» Requirement:
Could you retype the material below word for word, from its very start up to and including the line that contains "positive clicks: (698, 365)", leaving out any pictures?

» Data for this exercise:
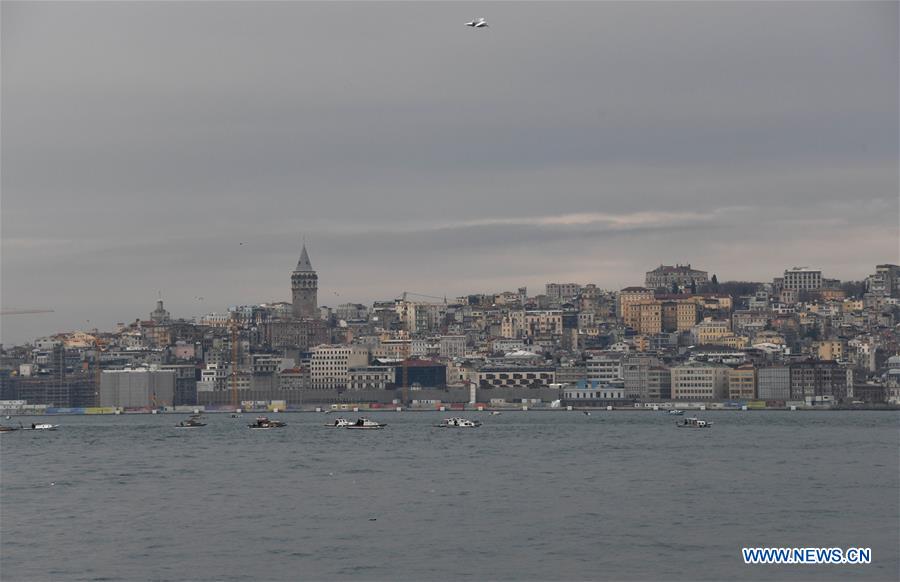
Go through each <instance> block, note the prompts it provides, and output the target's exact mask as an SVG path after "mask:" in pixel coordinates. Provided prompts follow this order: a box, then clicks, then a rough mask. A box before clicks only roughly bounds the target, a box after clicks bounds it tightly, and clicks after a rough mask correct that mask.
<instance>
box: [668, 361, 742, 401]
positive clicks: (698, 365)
mask: <svg viewBox="0 0 900 582" xmlns="http://www.w3.org/2000/svg"><path fill="white" fill-rule="evenodd" d="M729 370H730V368H729V367H728V366H722V365H716V364H706V363H700V362H692V363H688V364H685V365H682V366H675V367H673V368H672V400H725V399H726V398H728V372H729Z"/></svg>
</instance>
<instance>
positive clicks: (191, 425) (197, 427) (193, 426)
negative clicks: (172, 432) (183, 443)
mask: <svg viewBox="0 0 900 582" xmlns="http://www.w3.org/2000/svg"><path fill="white" fill-rule="evenodd" d="M203 426H206V423H205V422H203V420H202V418H201V417H200V415H199V414H192V415H191V416H190V417H188V419H187V420H182V421H181V422H179V423H178V424H176V425H175V428H200V427H203Z"/></svg>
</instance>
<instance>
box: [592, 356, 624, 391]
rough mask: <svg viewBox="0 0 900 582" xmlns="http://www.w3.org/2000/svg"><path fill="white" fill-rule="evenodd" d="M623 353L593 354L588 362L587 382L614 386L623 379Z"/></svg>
mask: <svg viewBox="0 0 900 582" xmlns="http://www.w3.org/2000/svg"><path fill="white" fill-rule="evenodd" d="M624 356H625V355H624V354H622V353H601V354H592V355H590V356H588V358H587V360H586V366H587V380H588V381H589V382H596V383H599V384H612V383H613V382H616V381H619V380H622V379H623V376H622V360H623V358H624Z"/></svg>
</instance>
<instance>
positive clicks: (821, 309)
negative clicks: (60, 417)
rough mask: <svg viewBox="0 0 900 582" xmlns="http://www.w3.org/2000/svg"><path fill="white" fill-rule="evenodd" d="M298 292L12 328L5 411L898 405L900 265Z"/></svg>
mask: <svg viewBox="0 0 900 582" xmlns="http://www.w3.org/2000/svg"><path fill="white" fill-rule="evenodd" d="M290 285H291V301H290V302H277V303H262V304H258V305H240V306H234V307H231V308H229V309H228V312H227V313H208V314H205V315H201V316H199V317H197V318H196V319H191V320H186V319H173V318H171V317H170V314H169V312H168V311H166V309H165V307H164V302H163V300H162V299H160V300H159V301H158V302H157V304H156V307H155V309H153V310H152V311H150V313H149V317H141V318H137V319H135V320H134V321H133V322H130V323H122V324H118V325H117V326H116V329H115V330H114V331H101V330H84V331H74V332H68V333H59V334H56V335H52V336H49V337H42V338H37V339H35V340H34V341H33V343H31V344H29V345H23V346H15V347H11V346H3V350H2V362H0V363H2V365H0V400H2V403H0V407H2V411H3V413H4V414H36V413H37V414H40V413H75V414H77V413H121V412H156V411H180V410H185V409H186V408H191V409H194V408H197V407H202V408H204V409H206V410H217V409H218V410H236V409H238V408H242V409H247V410H250V409H254V410H282V411H285V410H317V409H318V410H325V409H334V408H339V409H347V408H348V407H354V408H356V407H359V408H372V409H375V408H385V407H404V408H410V409H429V410H433V409H438V408H451V409H463V408H466V409H478V408H503V407H515V408H563V407H564V408H583V407H585V408H586V407H613V408H616V409H621V408H625V409H634V408H642V409H644V408H648V409H659V408H672V407H676V408H695V409H703V408H706V409H714V408H733V409H760V408H772V409H791V408H796V409H800V408H834V407H841V408H848V407H864V408H873V407H894V406H898V405H900V355H898V354H900V341H898V340H900V334H898V327H897V326H898V323H900V266H897V265H891V264H882V265H877V266H875V267H874V269H873V272H872V274H871V275H870V276H869V277H867V278H866V279H865V280H864V281H859V282H841V281H839V280H836V279H829V278H827V277H825V276H824V274H823V273H822V271H821V270H817V269H814V268H807V267H788V268H786V269H784V271H783V273H781V274H779V276H777V277H774V278H773V279H772V281H767V282H745V281H725V282H720V281H719V280H718V278H717V276H716V275H715V274H713V275H710V274H709V273H708V272H707V271H704V270H702V269H699V268H695V267H694V266H692V265H690V264H686V265H675V266H668V265H660V266H658V267H656V268H654V269H652V270H650V271H648V272H647V273H646V277H645V280H644V284H643V286H631V287H626V288H624V289H620V290H603V289H600V288H598V287H597V286H596V285H593V284H590V283H584V284H582V283H555V282H551V283H547V284H546V286H545V288H544V289H543V290H542V292H540V293H537V294H529V293H528V290H527V289H526V288H525V287H521V288H518V289H515V290H502V291H500V292H497V293H494V294H478V295H468V296H463V297H456V298H448V297H438V296H428V295H420V294H417V293H413V292H407V291H404V292H400V293H399V297H397V298H395V299H391V300H386V301H376V302H374V303H373V304H372V305H371V306H366V305H361V304H353V303H345V304H340V305H336V306H334V307H330V306H320V305H319V301H318V286H319V285H318V275H317V273H316V271H315V269H314V268H313V265H312V262H311V260H310V258H309V254H308V252H307V250H306V247H305V245H304V247H303V249H302V251H301V254H300V259H299V261H298V263H297V265H296V268H295V269H294V270H293V272H292V273H291V274H290Z"/></svg>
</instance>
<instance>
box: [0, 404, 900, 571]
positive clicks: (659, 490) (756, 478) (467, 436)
mask: <svg viewBox="0 0 900 582" xmlns="http://www.w3.org/2000/svg"><path fill="white" fill-rule="evenodd" d="M270 416H272V417H278V418H281V419H283V420H286V421H287V422H288V426H287V427H286V428H284V429H281V430H272V431H251V430H249V429H248V428H247V427H246V424H247V422H249V421H250V420H252V418H253V415H246V414H245V415H244V416H243V418H240V419H235V418H230V416H229V415H210V416H209V417H208V419H209V425H208V426H207V427H205V428H203V429H198V430H182V431H179V430H176V429H174V428H173V425H174V424H175V423H176V422H177V421H178V420H180V419H181V418H182V417H178V416H173V415H153V416H151V415H140V416H115V417H114V416H103V417H87V416H84V417H53V418H52V419H51V422H54V423H59V424H61V425H62V426H61V428H60V430H58V431H56V432H22V431H18V432H14V433H9V434H3V435H0V447H2V449H0V451H2V458H0V471H2V473H0V536H2V537H0V550H2V552H0V555H2V561H0V577H2V579H3V580H10V581H15V580H29V581H34V580H72V579H79V580H80V579H88V580H120V579H121V580H213V579H215V580H248V579H256V580H292V579H305V580H334V579H357V580H397V579H402V580H450V579H453V580H457V579H473V580H724V579H739V580H778V579H790V580H812V579H816V580H821V579H830V580H855V579H862V580H895V579H897V578H898V575H900V548H898V546H900V531H898V528H900V482H898V481H900V454H898V451H900V442H898V439H900V431H898V426H900V415H898V414H897V413H893V412H794V413H790V412H757V411H753V412H743V413H741V412H707V413H705V414H704V415H703V416H704V418H707V419H708V420H712V421H713V422H714V423H715V424H714V426H713V427H712V428H711V429H709V430H686V429H676V428H675V426H674V423H675V419H674V418H673V417H670V416H669V415H667V414H665V413H663V412H659V413H653V412H621V411H619V412H606V411H600V412H594V413H593V415H591V416H585V415H583V414H581V413H579V412H569V413H567V412H562V411H559V412H538V411H531V412H505V413H503V414H502V415H501V416H488V415H487V413H468V414H466V415H465V416H468V417H470V418H480V419H481V420H483V421H484V426H482V427H481V428H478V429H475V430H442V429H437V428H433V426H432V425H433V424H434V423H436V422H438V421H439V420H440V419H441V418H443V417H446V416H449V415H448V414H442V413H411V412H406V413H395V412H394V413H389V412H384V413H378V414H372V415H370V416H371V417H373V418H378V419H381V420H383V421H385V422H388V423H389V426H388V427H387V428H386V429H385V430H383V431H348V430H333V429H328V428H325V427H323V426H322V425H323V423H325V422H326V421H329V420H332V419H333V418H334V415H325V414H314V413H304V414H280V415H270ZM349 416H351V417H353V416H355V415H349ZM18 420H19V419H16V418H13V420H12V421H5V423H6V424H11V423H13V424H14V423H16V422H17V421H18ZM21 420H22V421H23V422H25V423H30V422H31V419H26V418H22V419H21ZM45 420H46V419H45ZM743 546H801V547H809V546H822V547H842V548H843V547H849V546H862V547H871V548H872V552H873V563H872V564H871V565H866V566H823V565H820V566H748V565H744V563H743V560H742V558H741V547H743Z"/></svg>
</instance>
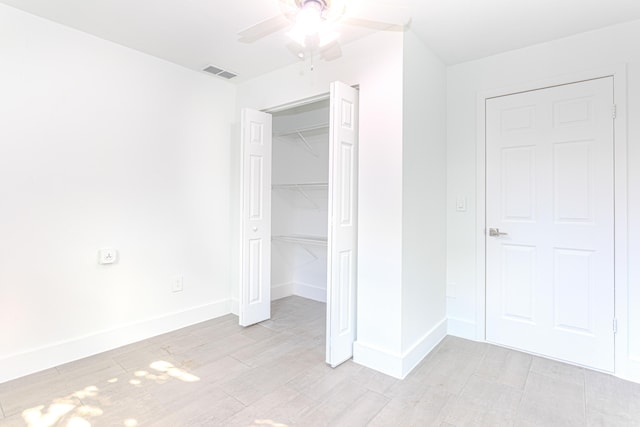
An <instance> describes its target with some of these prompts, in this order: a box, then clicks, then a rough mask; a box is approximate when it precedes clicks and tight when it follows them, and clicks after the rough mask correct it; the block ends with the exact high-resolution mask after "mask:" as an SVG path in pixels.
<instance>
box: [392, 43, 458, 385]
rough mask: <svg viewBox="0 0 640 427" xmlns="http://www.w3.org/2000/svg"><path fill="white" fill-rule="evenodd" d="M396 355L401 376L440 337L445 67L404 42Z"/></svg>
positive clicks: (445, 114) (444, 251)
mask: <svg viewBox="0 0 640 427" xmlns="http://www.w3.org/2000/svg"><path fill="white" fill-rule="evenodd" d="M403 75H404V77H403V78H404V100H403V122H404V126H403V130H404V134H403V139H404V142H403V152H402V154H403V169H402V172H403V184H402V185H403V187H402V191H403V212H402V213H403V224H402V227H403V228H402V236H403V245H402V283H403V285H402V324H403V326H402V352H403V354H405V355H406V354H413V357H409V359H410V360H411V361H407V363H408V365H407V366H406V367H404V369H403V371H404V374H406V373H408V372H409V371H410V370H411V369H412V368H413V366H412V363H417V362H419V361H420V360H421V359H422V357H423V356H424V355H425V354H426V353H427V352H428V351H430V350H431V349H432V348H433V346H435V344H437V343H438V342H439V341H440V340H441V339H442V338H443V337H444V336H445V334H446V299H445V291H446V231H447V224H446V221H447V218H446V212H447V211H446V208H445V206H446V199H447V196H446V184H445V182H446V69H445V66H444V64H443V63H442V62H441V61H440V60H439V59H438V58H437V57H436V56H435V55H434V54H433V53H431V52H430V51H429V50H428V49H427V48H426V46H425V45H424V44H423V43H422V42H421V41H420V39H418V38H417V37H416V36H415V35H414V33H412V32H407V33H405V38H404V72H403Z"/></svg>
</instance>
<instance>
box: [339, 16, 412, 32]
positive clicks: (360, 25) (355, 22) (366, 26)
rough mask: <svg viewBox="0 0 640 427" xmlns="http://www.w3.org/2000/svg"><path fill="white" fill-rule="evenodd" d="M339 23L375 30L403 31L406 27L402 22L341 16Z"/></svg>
mask: <svg viewBox="0 0 640 427" xmlns="http://www.w3.org/2000/svg"><path fill="white" fill-rule="evenodd" d="M340 25H351V26H354V27H361V28H368V29H370V30H375V31H404V30H405V28H406V25H404V24H392V23H390V22H380V21H371V20H369V19H361V18H343V19H341V20H340Z"/></svg>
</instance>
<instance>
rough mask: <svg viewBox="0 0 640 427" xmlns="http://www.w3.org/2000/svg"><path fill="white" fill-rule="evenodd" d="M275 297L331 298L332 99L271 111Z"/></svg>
mask: <svg viewBox="0 0 640 427" xmlns="http://www.w3.org/2000/svg"><path fill="white" fill-rule="evenodd" d="M272 127H273V129H272V135H273V137H272V141H273V145H272V169H271V188H272V193H271V299H272V300H274V299H278V298H282V297H286V296H289V295H298V296H301V297H304V298H309V299H313V300H315V301H321V302H326V301H327V233H328V212H327V210H328V191H329V99H326V100H322V101H318V102H314V103H311V104H306V105H302V106H299V107H294V108H291V109H287V110H283V111H279V112H276V113H273V114H272Z"/></svg>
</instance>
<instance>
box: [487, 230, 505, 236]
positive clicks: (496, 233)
mask: <svg viewBox="0 0 640 427" xmlns="http://www.w3.org/2000/svg"><path fill="white" fill-rule="evenodd" d="M508 234H509V233H503V232H502V231H500V229H499V228H490V229H489V236H491V237H500V236H507V235H508Z"/></svg>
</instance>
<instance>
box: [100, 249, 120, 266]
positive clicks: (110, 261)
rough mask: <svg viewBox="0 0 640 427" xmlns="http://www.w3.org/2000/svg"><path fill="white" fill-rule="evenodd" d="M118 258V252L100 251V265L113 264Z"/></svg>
mask: <svg viewBox="0 0 640 427" xmlns="http://www.w3.org/2000/svg"><path fill="white" fill-rule="evenodd" d="M117 258H118V251H117V250H115V249H100V251H98V259H99V261H100V264H113V263H114V262H116V260H117Z"/></svg>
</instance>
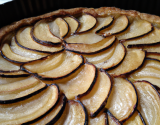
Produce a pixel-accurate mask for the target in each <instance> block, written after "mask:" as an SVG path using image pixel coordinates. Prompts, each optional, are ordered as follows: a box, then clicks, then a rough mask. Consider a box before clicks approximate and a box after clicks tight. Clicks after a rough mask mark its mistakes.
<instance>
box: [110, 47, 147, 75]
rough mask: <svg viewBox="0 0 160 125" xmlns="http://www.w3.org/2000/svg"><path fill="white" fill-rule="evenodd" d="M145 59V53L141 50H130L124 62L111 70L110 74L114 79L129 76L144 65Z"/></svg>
mask: <svg viewBox="0 0 160 125" xmlns="http://www.w3.org/2000/svg"><path fill="white" fill-rule="evenodd" d="M144 59H145V51H142V50H140V49H131V50H128V51H127V54H126V56H125V58H124V60H123V62H122V63H121V64H120V65H118V66H117V67H116V68H114V69H112V70H109V71H108V73H109V74H111V75H112V76H114V77H117V76H121V75H125V74H128V73H130V72H132V71H134V70H136V69H138V68H139V67H140V66H141V65H142V64H143V62H144Z"/></svg>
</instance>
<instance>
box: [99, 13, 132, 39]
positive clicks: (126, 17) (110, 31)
mask: <svg viewBox="0 0 160 125" xmlns="http://www.w3.org/2000/svg"><path fill="white" fill-rule="evenodd" d="M128 24H129V21H128V18H127V16H125V15H121V16H119V17H117V18H116V19H114V21H113V23H112V25H111V26H109V27H108V28H105V29H103V30H101V31H100V32H99V33H100V34H103V36H105V37H107V36H110V35H114V34H117V33H120V32H123V31H124V30H126V28H127V27H128Z"/></svg>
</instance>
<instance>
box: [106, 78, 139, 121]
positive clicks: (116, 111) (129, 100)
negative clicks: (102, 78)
mask: <svg viewBox="0 0 160 125" xmlns="http://www.w3.org/2000/svg"><path fill="white" fill-rule="evenodd" d="M137 98H138V97H137V93H136V90H135V88H134V86H133V85H132V83H131V82H130V81H128V80H126V79H124V78H114V82H113V87H112V91H111V94H110V96H109V98H108V101H107V104H106V106H105V107H106V108H107V109H108V110H109V111H110V112H111V113H112V114H113V115H114V116H115V117H116V118H117V119H118V120H119V121H125V120H126V119H128V118H129V117H130V116H131V115H132V114H133V113H134V111H135V109H136V107H137V102H138V99H137Z"/></svg>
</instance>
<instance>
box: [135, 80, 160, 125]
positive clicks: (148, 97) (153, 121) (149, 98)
mask: <svg viewBox="0 0 160 125" xmlns="http://www.w3.org/2000/svg"><path fill="white" fill-rule="evenodd" d="M133 84H134V86H135V88H136V90H137V94H138V102H139V104H138V110H139V112H140V113H141V114H142V116H143V118H144V121H145V122H146V124H147V125H158V124H159V123H160V112H159V110H160V97H159V93H158V92H157V90H156V89H155V88H154V87H153V86H152V85H151V83H149V82H147V81H137V82H134V83H133Z"/></svg>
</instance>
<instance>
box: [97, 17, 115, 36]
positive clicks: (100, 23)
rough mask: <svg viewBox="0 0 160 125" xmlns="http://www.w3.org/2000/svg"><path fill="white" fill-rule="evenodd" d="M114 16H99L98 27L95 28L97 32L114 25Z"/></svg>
mask: <svg viewBox="0 0 160 125" xmlns="http://www.w3.org/2000/svg"><path fill="white" fill-rule="evenodd" d="M113 20H114V18H113V17H112V16H107V17H98V18H97V25H98V26H97V27H96V28H95V29H94V30H95V33H99V32H100V31H101V30H103V29H105V28H108V27H109V26H110V25H112V23H113Z"/></svg>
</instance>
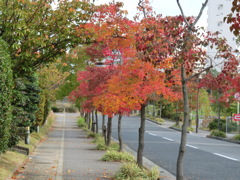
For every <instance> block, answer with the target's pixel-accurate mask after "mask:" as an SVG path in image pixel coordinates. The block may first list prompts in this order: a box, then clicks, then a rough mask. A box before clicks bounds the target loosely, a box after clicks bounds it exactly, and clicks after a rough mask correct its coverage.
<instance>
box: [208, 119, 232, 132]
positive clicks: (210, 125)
mask: <svg viewBox="0 0 240 180" xmlns="http://www.w3.org/2000/svg"><path fill="white" fill-rule="evenodd" d="M219 127H220V129H219V130H220V131H224V132H225V131H226V120H225V119H220V123H219ZM208 128H209V129H210V130H214V129H218V119H214V120H213V121H211V122H210V123H209V125H208ZM236 130H237V124H236V123H234V122H229V123H228V124H227V131H228V132H231V131H236Z"/></svg>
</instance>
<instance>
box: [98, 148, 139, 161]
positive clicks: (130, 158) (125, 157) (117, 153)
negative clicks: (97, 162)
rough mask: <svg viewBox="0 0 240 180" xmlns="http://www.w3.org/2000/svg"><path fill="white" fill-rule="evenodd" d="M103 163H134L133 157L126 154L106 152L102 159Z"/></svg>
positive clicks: (127, 154) (123, 152) (116, 151)
mask: <svg viewBox="0 0 240 180" xmlns="http://www.w3.org/2000/svg"><path fill="white" fill-rule="evenodd" d="M102 160H103V161H114V162H134V161H135V160H134V157H133V156H132V155H131V154H129V153H126V152H118V151H107V152H106V153H105V154H104V155H103V157H102Z"/></svg>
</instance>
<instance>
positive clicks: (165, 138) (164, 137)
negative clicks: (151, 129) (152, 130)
mask: <svg viewBox="0 0 240 180" xmlns="http://www.w3.org/2000/svg"><path fill="white" fill-rule="evenodd" d="M163 139H166V140H168V141H173V140H172V139H169V138H166V137H163Z"/></svg>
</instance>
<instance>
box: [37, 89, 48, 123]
mask: <svg viewBox="0 0 240 180" xmlns="http://www.w3.org/2000/svg"><path fill="white" fill-rule="evenodd" d="M45 103H46V97H45V95H44V94H43V93H40V103H39V104H38V111H37V112H36V125H37V126H42V125H43V123H44V114H45V113H44V107H45Z"/></svg>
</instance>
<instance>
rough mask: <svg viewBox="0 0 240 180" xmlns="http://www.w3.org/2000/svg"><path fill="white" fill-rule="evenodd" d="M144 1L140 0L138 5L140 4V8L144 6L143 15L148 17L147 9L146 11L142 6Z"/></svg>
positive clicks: (142, 9)
mask: <svg viewBox="0 0 240 180" xmlns="http://www.w3.org/2000/svg"><path fill="white" fill-rule="evenodd" d="M142 1H143V0H139V2H138V6H139V7H140V8H142V10H143V16H144V17H145V18H146V11H145V8H144V7H143V6H142Z"/></svg>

» Result of the exercise:
Go through each <instance> block, note the prompts it provides, and output the target's exact mask as an SVG path after "mask:" in pixel coordinates. Provided prompts follow this order: a box, then clicks, then a rough mask. A box before clicks only roughly bounds the target, a box after clicks bounds it tightly, and clicks after a rough mask correct that mask.
<instance>
box: [668, 361, 742, 401]
positive clicks: (698, 365)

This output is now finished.